What you will do: The data below needs to be returned exactly, line for line.

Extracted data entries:
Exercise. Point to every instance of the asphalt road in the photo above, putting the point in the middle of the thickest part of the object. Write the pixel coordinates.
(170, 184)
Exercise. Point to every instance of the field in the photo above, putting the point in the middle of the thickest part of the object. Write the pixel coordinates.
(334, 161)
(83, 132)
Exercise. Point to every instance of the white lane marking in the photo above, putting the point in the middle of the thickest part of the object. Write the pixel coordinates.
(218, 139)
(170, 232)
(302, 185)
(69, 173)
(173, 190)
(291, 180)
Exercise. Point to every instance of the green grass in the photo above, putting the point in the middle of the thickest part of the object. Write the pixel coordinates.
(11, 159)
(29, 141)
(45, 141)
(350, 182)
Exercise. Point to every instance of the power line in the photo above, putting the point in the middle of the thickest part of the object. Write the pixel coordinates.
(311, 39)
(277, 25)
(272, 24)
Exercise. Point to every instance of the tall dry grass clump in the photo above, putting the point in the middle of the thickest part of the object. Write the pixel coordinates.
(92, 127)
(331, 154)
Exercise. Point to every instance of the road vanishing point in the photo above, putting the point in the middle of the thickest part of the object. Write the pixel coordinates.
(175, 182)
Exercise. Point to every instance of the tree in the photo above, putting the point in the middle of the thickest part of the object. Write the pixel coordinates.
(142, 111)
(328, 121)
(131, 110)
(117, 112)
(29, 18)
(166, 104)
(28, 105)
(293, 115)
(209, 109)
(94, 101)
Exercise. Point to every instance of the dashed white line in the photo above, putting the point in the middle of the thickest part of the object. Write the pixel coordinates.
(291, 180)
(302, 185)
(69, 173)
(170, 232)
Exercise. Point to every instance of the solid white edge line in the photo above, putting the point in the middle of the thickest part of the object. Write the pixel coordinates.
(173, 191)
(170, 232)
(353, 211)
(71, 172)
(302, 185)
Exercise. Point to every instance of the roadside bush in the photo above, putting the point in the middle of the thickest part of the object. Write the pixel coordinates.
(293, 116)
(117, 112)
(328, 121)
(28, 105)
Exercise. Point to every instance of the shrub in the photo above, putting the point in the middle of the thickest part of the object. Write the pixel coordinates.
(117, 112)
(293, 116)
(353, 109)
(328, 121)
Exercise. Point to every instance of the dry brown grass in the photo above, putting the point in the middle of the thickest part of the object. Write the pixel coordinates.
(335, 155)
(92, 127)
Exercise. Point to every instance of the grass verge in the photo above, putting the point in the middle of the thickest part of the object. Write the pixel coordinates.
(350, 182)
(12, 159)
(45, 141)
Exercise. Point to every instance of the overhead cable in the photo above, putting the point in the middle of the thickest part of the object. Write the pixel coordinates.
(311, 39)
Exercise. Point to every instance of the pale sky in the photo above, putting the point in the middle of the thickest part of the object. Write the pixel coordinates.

Solved problem:
Exercise. Point to every instance of the asphalt road in the photo above, putting the point in the middle of the thickest part of the object. Write the pixel coordinates.
(170, 184)
Exercise. Point to every instance of the field in the photo above, putting the point in the middle of the thickest part of the object. Write the pixel coordinates.
(334, 161)
(83, 132)
Exercise. Point to every instance of the white lane marking in the photo above, putting the point in the middle of the thickest part of the object. Write the pixel coordinates.
(218, 139)
(170, 232)
(302, 185)
(69, 173)
(173, 190)
(291, 180)
Exercise. Point to every instance of the green grass in the photo above, putting the point in the middle of the thickest part of the object. Write the pixel coordinates.
(11, 159)
(29, 141)
(45, 141)
(350, 182)
Exercise. Point to every instance of the power line in the photo above, putting the point in the middle of the thickest part of the object. Write the pixel coordinates.
(311, 39)
(277, 25)
(272, 24)
Exercise. Point to every instance of the tall dry grass clump in the photo above, putting the point in the middle of the thickest part of the object. Write the pixel coordinates.
(92, 127)
(331, 154)
Exercise. Point to every instance of the road vanishing point in the photo above, putting the point in the middle of the thickest part of the object. Write the pixel coordinates.
(175, 182)
Exercise. Point to every instance of the tree in the photo above, putting the point in the middle of the thickest part of the object. Write the pixel coordinates.
(142, 111)
(328, 121)
(131, 110)
(117, 112)
(29, 18)
(166, 104)
(28, 105)
(293, 115)
(209, 109)
(94, 101)
Exercise. Point to every instance of the dashed white line in the photo above, putting the point in the middle of the thickest part of the object. Write the pixel coordinates.
(291, 180)
(302, 185)
(69, 173)
(170, 232)
Exercise. Point to every instance of the solid white edge line in the photo above, putting the point in the middle of the thickest part of the object. Write the pixel coordinates.
(173, 191)
(170, 232)
(353, 211)
(71, 172)
(302, 185)
Exercise. Point to every instance of the roadside bush in the photo above, putting the point in the middle of the thickest part of the object. Write the pixel coordinates.
(293, 116)
(117, 112)
(328, 121)
(28, 105)
Exercise. Point to every instance of the shrub in the photo above, putting the point in the middle of the thickest part of the object. Write the pixel coordinates.
(117, 112)
(293, 116)
(353, 109)
(328, 121)
Exercise. Point to every instance of the dry brown grass in the photo above, putting the point in the middle of the thickest part of the object. Write the pixel coordinates.
(335, 155)
(92, 127)
Exercise. Point to every instance of the grass verge in the photo above, putting the point in the middle of the thickest part of the object. Write the pixel coordinates.
(350, 182)
(12, 159)
(45, 141)
Exercise. Point to every instance of the overhead cable in the photo above, putting the point in the middle of the thickest part of the object. Write the pixel coordinates.
(311, 39)
Exercise. Point to every instance of the pale sky in the photo above, putting the point in the middle of the thickest part of the object. Write the pixel coordinates.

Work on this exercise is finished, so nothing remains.